## START

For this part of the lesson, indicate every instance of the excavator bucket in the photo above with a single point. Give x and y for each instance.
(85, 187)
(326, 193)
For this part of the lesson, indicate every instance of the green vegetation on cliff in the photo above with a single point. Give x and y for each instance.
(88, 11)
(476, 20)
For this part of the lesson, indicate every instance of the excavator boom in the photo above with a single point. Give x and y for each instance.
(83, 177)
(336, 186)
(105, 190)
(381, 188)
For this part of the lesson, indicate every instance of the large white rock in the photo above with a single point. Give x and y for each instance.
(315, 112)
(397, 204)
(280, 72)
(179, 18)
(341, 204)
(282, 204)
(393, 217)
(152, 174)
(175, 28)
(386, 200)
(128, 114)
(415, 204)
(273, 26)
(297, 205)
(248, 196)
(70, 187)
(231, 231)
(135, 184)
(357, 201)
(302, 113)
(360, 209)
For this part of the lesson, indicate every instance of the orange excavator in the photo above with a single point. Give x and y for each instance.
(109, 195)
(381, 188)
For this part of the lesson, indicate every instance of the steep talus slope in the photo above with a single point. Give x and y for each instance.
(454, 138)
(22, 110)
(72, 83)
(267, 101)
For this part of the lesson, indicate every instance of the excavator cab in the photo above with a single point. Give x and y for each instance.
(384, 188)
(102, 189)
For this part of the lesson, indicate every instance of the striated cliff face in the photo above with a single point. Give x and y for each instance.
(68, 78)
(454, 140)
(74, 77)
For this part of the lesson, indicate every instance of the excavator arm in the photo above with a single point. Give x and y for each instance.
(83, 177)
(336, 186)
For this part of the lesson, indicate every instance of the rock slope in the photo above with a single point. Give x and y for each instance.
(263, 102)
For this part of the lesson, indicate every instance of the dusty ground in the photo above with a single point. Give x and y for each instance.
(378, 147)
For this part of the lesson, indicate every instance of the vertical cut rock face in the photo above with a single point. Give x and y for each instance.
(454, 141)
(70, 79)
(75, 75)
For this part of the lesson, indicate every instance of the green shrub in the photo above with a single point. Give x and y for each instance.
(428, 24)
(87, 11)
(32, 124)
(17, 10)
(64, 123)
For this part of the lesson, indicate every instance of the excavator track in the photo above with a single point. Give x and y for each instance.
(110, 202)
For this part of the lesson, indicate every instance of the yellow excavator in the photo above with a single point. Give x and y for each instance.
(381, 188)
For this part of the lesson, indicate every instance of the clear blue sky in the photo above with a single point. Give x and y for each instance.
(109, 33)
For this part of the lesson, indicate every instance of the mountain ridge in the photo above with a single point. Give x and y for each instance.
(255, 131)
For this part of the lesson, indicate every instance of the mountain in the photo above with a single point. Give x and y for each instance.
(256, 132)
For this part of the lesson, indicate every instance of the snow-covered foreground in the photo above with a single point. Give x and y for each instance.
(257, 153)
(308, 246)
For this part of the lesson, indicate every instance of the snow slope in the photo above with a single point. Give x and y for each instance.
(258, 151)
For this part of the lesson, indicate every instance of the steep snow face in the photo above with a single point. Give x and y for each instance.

## END

▶ [Exercise prompt]: Give a word-for-word copy of the records.

▶ [Task answer]:
For this part of the lesson, indicate every instance of the excavator bucket in the photo above with a single point. Give x and y for each instance.
(85, 187)
(326, 193)
For this part of the lesson, indicate every instance of the green vegetation on cliff in the photo above with a single point. Give x and y for each instance.
(88, 11)
(476, 20)
For this part of the lesson, indicate every instance of the excavator boom in the photo above with a single point. Give x and y for each instance.
(83, 177)
(336, 186)
(105, 190)
(381, 188)
For this part of the lesson, indicate every instance of the large white rock in the photo above with a single point. Give x and y for each instance.
(315, 112)
(397, 204)
(280, 72)
(179, 18)
(341, 204)
(282, 204)
(393, 217)
(152, 174)
(175, 28)
(386, 200)
(128, 114)
(415, 204)
(273, 26)
(297, 205)
(248, 196)
(70, 187)
(231, 231)
(135, 184)
(357, 201)
(302, 113)
(360, 209)
For this part of the lesson, indicate every instance of the orange excavator in the photo above with a single point. Give x and y for each instance.
(109, 195)
(381, 188)
For this part of the lesson, indicate every instance of the steep talus slope in the photo above with a single point. Give x and y for each instance.
(454, 138)
(22, 110)
(72, 83)
(267, 101)
For this part of the lesson, indicate every instance of the excavator cab in the photo above with a single point. Give x and y for each instance.
(384, 188)
(102, 189)
For this part of the lesson, indicate every instance of the striated cliff face in the photo above with a single point. Give x and y for each instance.
(68, 78)
(454, 140)
(74, 77)
For this part of the lesson, indicate every instance of the excavator arm in the photo above with a single point. Give x and y for each instance.
(83, 177)
(336, 186)
For this part of the lesson, indicate every instance of the rock slope in the photo above with a single point. Give x and y for each instance.
(263, 102)
For this part of the lesson, indicate every instance of the dusty ground in the photo above with a single point. Give x and y for each instance.
(378, 147)
For this part of the lesson, indicate every instance of the vertical cut rock face in the photo above with a single point. Give x and y for each instance.
(454, 141)
(70, 79)
(75, 75)
For this part of the lesson, indicate every instance of the green shrub in the photo above with a single point. Give x and y for each instance.
(428, 24)
(87, 11)
(32, 124)
(17, 10)
(64, 123)
For this part of the lesson, indicate every instance of the excavator track in the photo above with a single point. Give x and y for each instance.
(110, 202)
For this part of the lesson, indicate every instance of the yellow excavator in the photo above with a single point. Give x and y for each instance.
(381, 188)
For this part of the lesson, indicate every instance of the clear blue sky in the photo above with a single point. Give x and y for each instance.
(109, 33)
For this part of the lesson, indicate every instance of the mountain ridge in the photo above with a single point. Give x and y for each instance.
(255, 131)
For this part of the lesson, indicate every instance of the mountain in the photo above with a single point. Give x and y for each instance.
(256, 132)
For this part of the lesson, indicate every instance of the snow-covered foreground in the photo above with a single point. Give x and y for each instance.
(257, 153)
(308, 246)
For this part of the lesson, indicate every instance of the snow slope in the photo above with a single point. Give x and y for each instance.
(258, 151)
For this part of the lesson, indicate every instance of the steep snow face in the photo above with a single point. Give x and y for each instance.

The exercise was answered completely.